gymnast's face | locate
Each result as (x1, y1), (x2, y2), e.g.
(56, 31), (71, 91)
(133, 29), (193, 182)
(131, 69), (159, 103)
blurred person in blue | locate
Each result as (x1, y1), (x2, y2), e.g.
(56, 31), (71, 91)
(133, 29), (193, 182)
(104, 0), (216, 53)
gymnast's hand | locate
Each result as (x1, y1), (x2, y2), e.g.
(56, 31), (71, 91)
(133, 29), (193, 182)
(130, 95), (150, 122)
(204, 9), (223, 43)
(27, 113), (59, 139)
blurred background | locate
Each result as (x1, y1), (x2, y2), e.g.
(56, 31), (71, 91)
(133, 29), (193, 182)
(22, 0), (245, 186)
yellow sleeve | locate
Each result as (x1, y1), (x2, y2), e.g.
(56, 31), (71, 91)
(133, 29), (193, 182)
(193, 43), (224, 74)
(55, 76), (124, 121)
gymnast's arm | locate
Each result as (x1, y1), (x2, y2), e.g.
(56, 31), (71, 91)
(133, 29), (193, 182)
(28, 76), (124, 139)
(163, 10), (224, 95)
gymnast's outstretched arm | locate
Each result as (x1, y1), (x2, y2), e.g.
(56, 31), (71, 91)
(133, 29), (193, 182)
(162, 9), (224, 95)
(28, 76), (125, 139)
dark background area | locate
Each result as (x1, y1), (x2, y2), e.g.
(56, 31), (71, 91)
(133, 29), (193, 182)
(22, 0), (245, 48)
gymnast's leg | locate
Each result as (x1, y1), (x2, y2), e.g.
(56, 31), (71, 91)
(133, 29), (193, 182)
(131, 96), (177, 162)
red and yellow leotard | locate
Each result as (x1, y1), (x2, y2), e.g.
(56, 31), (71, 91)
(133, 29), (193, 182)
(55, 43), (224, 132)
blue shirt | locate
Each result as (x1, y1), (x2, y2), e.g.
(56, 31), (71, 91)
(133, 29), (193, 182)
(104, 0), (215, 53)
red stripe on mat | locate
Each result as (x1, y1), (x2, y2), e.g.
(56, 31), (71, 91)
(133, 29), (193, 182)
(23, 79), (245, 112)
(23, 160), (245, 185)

════════════════

[Task to carry out] Beginning at the line that contains "gymnast's leg | locate" and continuing through the end of the records, reproduce every line, including the requests. Scale the coordinates in the answers by 2.55 and round each to the nearest whole number, with halves rounded up, while leaving the requests and their format samples unchanged.

[Exercise response]
gymnast's leg | locate
Each result as (x1, y1), (x2, y2), e.g.
(56, 31), (71, 91)
(133, 29), (193, 182)
(334, 245), (451, 413)
red and yellow leotard | locate
Each result as (x1, y1), (x2, y2), e.g.
(56, 31), (71, 91)
(133, 29), (193, 182)
(140, 110), (571, 337)
blue shirt | locate
Each result as (x1, y1), (x2, y2), e.g.
(56, 31), (71, 91)
(133, 29), (193, 182)
(265, 0), (548, 135)
red stripe on mat | locate
Each result as (x1, y1), (x2, y2), e.g.
(56, 31), (71, 91)
(133, 29), (193, 182)
(59, 201), (625, 286)
(59, 408), (625, 472)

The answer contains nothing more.